> _SOURCE EXCERPT_:
--------------------

Precomputing models imposes constraints, and the group has opposed
constraints pretty consistently.  This is where you get your chance to
beat the other guy in the marketplace.  This is also why we still
support basic research.

> 
> While ARPA-style LMs have some problems for today, there are many
> reasons to like the idea of breadth-first (log) probabilities.
> Choosing efficiency "more convenient ordering for stream processing and
> data loading" is likely to be efficient only for some implementations
> and indeed problematic for others.  Reducing the file size is a nice
> goal, but having all the information necessary to compute the LM is
> more important.

Andi Kellner has said that Philips found depth-first more useful for
building models incrementally.  Perhaps Andi would like to respond to
this question further.

> 
> I raise again the question of whether this LM is meant to be a hint to
> the platform or meant to be used exactly as is.  Certainly it is easy
> to design a structure that no platform actually supports, and then it
> is a matter of what the platform does with this LM.  If the tool
> building the LM knows the target platform, then it can tailor the LM
> appropriately, but that seems to defeat the purpose of a spec.  On the
> other hand, once a spec is in place it is possible that it will last a
> long time -- ARPA-style LMs are still a lowest common denominator.

Presumably your tools would run for your platform and be designed
accordingly.  You can use the data in whatever way gives you the best
advantage.

LCD is what I've discovered is typical of design-by-committee; not
exciting, but most generally useful by the largest audience.  As Dave
Raggett has stated on several occassions, "The W3C is not a research
organization."  Therefore, you can expect the outcome to be somewhat
less than leading edge.

> 
> I like to think of backoff LMs as being a collection of probability
> distributions. For each context there is a main distribution, and a
> chain of further distributions and backoff weights.  For ARPA-style
> N-gram LMs, this can be represented as a tree, with many contexts of
> length N-1 backing off to the same context of length N-2 etc.  E.g. the
> distributions for ABC and DBC both back off to the same distribution
> for BC, which also happens to be the main distribution for context BC.
> But there is no requirement on a backoff LM that this be the case.
> Supporting a structure that general may be a bit much to contemplate
> currently but it should be possible to support having the distributions
> for contexts of length M specify the backoff model to use, which may be
> different from the distributions for length M-1.

--------------------

Pointing and labeling entries:
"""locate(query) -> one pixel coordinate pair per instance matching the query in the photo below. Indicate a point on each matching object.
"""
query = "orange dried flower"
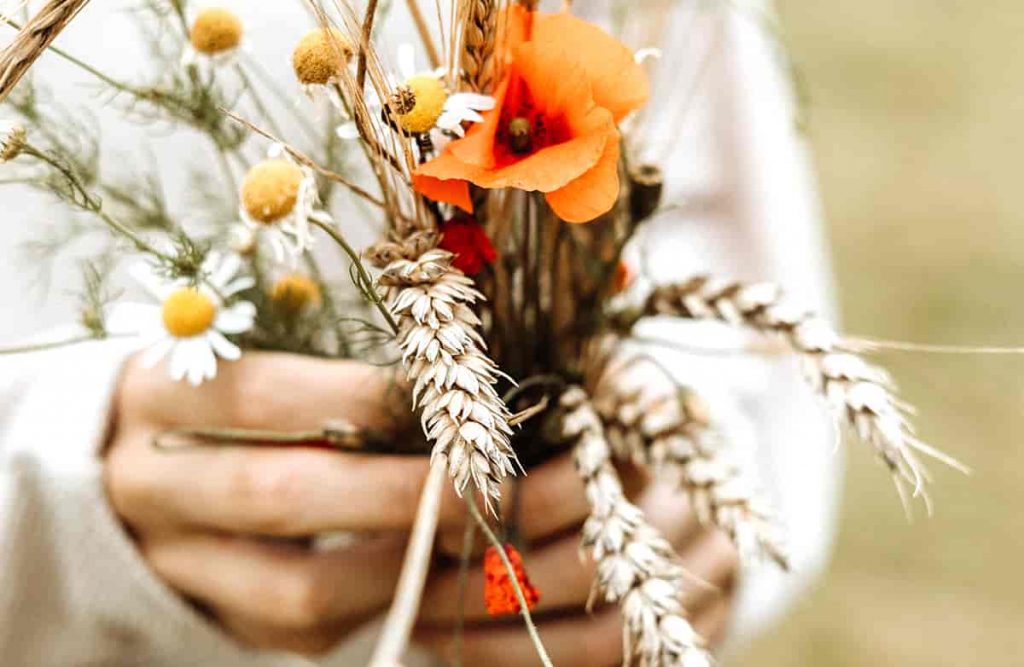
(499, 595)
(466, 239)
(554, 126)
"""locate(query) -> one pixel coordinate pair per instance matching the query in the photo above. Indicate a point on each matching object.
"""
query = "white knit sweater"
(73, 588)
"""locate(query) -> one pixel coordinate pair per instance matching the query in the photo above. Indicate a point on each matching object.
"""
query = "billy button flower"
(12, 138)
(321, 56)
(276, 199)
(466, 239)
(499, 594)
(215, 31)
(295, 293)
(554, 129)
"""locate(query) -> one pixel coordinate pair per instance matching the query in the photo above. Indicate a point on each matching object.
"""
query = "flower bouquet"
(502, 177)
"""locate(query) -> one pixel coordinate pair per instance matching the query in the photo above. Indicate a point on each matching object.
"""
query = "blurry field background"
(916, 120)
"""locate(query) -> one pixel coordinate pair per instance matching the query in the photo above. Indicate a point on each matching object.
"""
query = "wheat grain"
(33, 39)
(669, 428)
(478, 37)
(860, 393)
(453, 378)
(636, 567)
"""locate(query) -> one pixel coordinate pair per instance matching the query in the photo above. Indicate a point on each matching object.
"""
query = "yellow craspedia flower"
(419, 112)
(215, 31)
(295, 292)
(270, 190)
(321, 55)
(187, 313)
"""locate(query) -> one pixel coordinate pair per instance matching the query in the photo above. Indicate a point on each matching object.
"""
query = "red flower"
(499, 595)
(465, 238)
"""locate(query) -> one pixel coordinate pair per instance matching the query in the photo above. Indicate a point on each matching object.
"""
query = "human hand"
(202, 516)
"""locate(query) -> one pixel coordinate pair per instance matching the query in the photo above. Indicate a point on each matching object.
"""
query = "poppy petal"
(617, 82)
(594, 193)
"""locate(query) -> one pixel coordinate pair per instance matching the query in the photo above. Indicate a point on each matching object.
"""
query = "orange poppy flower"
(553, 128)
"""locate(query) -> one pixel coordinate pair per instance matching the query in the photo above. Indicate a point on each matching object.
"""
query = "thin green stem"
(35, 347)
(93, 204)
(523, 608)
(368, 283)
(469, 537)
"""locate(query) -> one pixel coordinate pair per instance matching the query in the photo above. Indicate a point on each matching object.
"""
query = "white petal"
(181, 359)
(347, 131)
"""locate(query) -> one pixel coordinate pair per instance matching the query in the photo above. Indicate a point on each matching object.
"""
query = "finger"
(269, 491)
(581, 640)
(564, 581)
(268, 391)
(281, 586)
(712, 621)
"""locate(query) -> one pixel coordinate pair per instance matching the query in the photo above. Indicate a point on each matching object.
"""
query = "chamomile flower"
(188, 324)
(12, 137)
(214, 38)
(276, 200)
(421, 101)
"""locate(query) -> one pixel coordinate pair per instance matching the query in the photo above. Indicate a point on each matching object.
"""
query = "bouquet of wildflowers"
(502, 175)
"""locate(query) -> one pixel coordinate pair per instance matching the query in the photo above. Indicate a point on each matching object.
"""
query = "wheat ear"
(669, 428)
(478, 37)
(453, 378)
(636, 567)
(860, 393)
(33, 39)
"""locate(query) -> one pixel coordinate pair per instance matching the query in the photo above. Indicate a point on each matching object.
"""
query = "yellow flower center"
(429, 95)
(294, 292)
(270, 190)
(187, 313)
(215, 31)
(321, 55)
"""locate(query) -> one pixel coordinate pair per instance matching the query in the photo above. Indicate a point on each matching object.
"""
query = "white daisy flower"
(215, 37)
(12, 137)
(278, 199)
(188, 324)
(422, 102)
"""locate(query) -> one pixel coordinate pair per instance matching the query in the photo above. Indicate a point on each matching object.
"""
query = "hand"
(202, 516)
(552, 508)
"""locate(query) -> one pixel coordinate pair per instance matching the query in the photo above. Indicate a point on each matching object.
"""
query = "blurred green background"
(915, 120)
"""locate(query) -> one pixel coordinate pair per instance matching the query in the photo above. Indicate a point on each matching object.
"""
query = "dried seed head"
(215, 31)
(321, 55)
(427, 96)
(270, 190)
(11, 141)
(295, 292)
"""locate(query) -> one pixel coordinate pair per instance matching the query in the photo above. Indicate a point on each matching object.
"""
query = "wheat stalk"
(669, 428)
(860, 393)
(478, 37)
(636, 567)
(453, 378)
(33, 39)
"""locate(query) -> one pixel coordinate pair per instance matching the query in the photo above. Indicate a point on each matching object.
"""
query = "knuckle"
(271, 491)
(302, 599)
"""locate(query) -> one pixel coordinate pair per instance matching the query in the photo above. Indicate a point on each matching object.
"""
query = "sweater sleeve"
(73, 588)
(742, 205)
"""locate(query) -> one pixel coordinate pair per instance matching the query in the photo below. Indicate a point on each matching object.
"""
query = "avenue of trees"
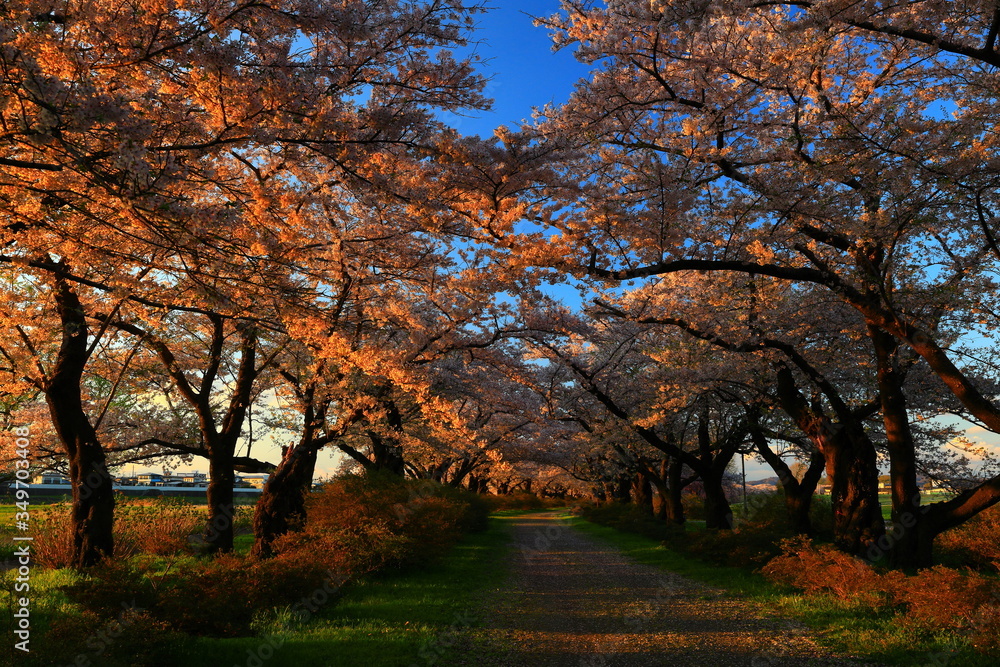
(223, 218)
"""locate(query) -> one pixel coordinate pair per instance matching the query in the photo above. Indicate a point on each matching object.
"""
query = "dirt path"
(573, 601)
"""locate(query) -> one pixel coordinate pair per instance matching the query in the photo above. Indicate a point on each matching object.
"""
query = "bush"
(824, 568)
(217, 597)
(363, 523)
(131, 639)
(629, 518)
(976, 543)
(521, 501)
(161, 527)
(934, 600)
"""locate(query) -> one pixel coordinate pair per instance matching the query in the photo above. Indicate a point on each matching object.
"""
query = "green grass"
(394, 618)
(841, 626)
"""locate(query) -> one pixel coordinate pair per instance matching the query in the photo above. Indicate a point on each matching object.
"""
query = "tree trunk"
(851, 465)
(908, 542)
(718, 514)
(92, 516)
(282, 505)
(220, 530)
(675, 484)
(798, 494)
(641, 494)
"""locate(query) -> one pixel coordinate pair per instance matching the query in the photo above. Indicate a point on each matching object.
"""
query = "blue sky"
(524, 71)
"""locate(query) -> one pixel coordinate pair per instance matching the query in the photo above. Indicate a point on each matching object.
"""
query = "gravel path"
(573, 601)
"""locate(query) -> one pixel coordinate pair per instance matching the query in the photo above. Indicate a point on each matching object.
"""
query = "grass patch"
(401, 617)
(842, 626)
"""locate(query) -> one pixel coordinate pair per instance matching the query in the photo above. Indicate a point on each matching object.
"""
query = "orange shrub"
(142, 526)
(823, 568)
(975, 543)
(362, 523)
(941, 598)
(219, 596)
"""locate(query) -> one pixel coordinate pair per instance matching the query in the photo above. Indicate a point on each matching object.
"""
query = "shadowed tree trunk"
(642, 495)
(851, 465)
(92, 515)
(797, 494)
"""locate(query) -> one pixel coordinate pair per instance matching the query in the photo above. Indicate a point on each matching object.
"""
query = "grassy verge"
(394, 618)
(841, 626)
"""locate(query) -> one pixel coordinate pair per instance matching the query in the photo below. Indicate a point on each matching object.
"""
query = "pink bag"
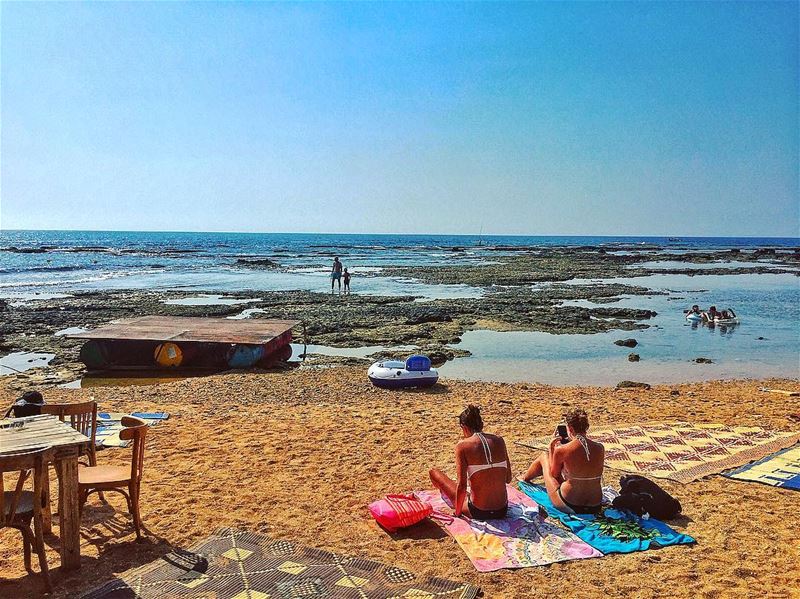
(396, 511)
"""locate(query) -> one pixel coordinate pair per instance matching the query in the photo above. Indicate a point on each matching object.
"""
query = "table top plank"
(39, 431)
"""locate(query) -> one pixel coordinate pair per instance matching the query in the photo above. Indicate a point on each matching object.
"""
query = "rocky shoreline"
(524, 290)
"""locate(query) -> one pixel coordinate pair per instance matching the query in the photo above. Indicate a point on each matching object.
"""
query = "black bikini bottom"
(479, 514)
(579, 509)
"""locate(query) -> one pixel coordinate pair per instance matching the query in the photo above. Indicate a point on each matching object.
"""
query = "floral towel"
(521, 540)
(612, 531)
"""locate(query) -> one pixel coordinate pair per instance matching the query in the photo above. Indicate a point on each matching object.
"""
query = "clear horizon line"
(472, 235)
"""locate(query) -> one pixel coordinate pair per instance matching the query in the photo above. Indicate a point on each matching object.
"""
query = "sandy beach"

--------------------

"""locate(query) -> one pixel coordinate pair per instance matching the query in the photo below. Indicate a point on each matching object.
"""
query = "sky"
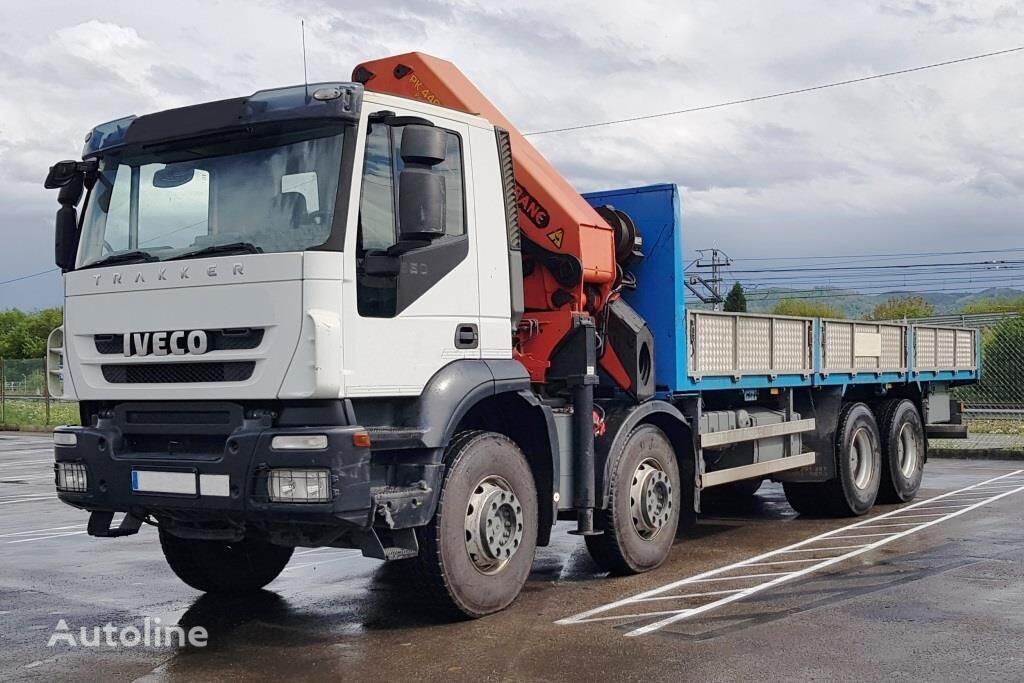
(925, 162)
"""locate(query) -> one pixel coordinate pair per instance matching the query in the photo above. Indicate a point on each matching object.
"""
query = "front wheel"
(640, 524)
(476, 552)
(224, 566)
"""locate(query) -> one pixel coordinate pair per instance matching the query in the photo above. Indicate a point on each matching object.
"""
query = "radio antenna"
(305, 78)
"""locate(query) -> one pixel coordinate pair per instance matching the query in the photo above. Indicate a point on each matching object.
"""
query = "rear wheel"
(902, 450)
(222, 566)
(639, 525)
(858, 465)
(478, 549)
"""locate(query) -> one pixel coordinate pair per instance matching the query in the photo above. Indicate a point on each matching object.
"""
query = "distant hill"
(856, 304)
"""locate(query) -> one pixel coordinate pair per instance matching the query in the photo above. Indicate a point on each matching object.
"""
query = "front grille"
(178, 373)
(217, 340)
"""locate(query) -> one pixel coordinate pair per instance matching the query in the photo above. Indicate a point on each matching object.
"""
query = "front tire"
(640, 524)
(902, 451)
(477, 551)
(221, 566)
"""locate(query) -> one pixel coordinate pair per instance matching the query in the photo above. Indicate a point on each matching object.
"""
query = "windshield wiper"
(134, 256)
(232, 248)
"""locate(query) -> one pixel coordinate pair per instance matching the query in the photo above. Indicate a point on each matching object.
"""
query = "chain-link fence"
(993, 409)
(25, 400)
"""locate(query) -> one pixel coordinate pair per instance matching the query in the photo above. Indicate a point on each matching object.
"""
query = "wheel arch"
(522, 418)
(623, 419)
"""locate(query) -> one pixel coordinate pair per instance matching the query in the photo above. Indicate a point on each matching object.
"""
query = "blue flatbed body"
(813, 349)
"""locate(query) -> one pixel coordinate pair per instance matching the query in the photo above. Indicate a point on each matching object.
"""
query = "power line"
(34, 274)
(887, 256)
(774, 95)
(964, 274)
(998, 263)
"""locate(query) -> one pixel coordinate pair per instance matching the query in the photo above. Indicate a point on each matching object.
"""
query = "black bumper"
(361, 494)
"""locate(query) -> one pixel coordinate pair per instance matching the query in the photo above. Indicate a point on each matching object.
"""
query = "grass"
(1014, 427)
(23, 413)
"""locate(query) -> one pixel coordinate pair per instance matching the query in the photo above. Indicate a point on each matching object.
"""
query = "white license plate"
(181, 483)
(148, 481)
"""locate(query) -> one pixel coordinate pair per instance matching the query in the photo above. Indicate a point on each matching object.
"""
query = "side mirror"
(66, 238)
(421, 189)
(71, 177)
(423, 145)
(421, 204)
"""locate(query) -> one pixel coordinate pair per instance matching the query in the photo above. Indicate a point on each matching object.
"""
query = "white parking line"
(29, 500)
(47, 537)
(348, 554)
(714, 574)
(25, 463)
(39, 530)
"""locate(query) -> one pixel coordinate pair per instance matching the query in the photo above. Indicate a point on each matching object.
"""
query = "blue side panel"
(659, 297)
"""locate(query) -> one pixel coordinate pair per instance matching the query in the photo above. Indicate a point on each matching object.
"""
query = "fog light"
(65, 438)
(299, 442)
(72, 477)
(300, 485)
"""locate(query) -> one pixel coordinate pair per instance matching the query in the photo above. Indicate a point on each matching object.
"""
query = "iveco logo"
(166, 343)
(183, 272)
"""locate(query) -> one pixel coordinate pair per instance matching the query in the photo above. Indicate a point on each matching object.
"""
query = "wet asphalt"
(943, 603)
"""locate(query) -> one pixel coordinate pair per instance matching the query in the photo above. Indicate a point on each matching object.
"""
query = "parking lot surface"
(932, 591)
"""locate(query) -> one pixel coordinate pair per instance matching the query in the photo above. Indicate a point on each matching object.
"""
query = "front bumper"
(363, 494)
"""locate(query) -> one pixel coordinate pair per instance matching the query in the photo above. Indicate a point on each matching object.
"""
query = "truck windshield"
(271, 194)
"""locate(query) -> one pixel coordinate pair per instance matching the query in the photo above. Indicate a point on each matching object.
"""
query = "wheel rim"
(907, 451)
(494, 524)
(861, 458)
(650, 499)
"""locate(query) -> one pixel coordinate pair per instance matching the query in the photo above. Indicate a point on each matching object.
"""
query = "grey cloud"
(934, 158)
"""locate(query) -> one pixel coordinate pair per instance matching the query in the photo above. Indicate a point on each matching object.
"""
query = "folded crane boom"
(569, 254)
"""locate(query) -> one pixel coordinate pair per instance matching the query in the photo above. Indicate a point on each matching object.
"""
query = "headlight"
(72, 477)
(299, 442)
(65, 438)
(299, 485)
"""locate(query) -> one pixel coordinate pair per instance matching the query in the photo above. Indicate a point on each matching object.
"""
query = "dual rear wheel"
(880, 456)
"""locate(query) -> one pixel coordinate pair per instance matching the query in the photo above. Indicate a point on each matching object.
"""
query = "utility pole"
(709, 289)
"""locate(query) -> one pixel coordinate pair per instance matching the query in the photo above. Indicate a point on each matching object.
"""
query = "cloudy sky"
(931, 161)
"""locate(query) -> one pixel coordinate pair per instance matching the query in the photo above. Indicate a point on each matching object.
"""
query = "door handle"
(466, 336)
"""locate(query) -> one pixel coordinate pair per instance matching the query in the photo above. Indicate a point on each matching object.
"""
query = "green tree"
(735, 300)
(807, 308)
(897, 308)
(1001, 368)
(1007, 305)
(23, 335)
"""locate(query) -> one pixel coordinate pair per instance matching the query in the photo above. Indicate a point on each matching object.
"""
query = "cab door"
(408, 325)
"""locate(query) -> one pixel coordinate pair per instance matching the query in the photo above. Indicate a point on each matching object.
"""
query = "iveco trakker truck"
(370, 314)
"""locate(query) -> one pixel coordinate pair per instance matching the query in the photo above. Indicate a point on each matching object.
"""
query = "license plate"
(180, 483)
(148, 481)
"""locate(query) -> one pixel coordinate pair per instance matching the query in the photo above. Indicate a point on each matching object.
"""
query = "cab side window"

--------------------

> _WORK INSTRUCTIONS_:
Copy the language-model discussion starting at "Precomputing models imposes" and ending at "support basic research.", replacing "constraints" with "restrictions".

> _SOLVED PROBLEM_:
Precomputing models imposes restrictions, and the group has opposed
restrictions pretty consistently.  This is where you get your chance to
beat the other guy in the marketplace.  This is also why we still
support basic research.